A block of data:
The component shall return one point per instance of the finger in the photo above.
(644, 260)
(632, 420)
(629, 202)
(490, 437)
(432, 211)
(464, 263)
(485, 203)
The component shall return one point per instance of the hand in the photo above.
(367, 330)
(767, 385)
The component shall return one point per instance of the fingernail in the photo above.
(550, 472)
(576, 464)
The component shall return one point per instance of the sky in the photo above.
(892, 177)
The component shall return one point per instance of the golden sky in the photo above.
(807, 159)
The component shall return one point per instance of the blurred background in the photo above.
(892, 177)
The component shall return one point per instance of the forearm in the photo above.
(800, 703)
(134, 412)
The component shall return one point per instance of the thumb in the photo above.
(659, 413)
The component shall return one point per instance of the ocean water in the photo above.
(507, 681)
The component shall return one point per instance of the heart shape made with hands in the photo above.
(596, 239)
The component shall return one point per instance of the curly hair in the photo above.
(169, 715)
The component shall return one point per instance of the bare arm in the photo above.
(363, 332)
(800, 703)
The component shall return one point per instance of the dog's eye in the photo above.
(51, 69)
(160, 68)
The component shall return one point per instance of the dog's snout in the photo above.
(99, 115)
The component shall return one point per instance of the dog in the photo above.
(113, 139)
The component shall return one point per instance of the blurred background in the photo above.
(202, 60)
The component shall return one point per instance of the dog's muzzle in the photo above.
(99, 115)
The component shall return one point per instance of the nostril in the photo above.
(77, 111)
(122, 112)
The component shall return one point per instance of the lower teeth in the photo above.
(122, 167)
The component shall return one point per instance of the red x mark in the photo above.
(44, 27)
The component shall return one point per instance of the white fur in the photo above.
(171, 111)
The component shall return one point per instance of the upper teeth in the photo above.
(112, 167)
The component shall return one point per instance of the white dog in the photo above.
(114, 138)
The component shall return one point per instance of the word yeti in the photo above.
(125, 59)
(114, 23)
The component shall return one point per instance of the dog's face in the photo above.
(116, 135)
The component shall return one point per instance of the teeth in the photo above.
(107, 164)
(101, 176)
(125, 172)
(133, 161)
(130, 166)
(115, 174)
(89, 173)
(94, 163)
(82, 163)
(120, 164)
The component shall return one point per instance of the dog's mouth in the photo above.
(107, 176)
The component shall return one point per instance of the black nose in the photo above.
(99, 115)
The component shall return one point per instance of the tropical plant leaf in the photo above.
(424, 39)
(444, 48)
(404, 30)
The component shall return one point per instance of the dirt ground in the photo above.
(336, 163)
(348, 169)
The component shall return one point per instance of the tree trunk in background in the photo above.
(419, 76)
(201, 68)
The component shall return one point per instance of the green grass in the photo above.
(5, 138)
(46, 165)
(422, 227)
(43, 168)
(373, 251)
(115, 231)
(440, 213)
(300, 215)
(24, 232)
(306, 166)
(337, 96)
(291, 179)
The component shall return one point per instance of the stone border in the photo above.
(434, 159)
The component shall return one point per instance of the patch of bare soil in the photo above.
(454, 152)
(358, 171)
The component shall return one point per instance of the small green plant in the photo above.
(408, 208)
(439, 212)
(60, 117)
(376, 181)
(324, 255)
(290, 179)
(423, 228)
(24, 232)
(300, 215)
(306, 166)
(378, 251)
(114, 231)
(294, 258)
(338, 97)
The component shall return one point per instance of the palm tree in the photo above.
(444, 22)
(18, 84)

*Job:*
Write the lines out exactly, from the one with "The component shall return one point per instance of the stone" down to the last line of the listing, and leave out all others.

*Response for this exercise:*
The component shall return one point per instance of the stone border in the photo above.
(434, 159)
The component shall return one point per instance of the patch of bare soil in the photo above.
(454, 152)
(358, 171)
The component shall return one point per instance of the small green plant in the photo above.
(408, 208)
(439, 212)
(60, 117)
(376, 181)
(324, 255)
(290, 179)
(423, 228)
(24, 232)
(300, 215)
(306, 166)
(378, 251)
(114, 231)
(294, 258)
(338, 97)
The component shall return one point per instance of the palm tree in the photo above.
(444, 22)
(18, 84)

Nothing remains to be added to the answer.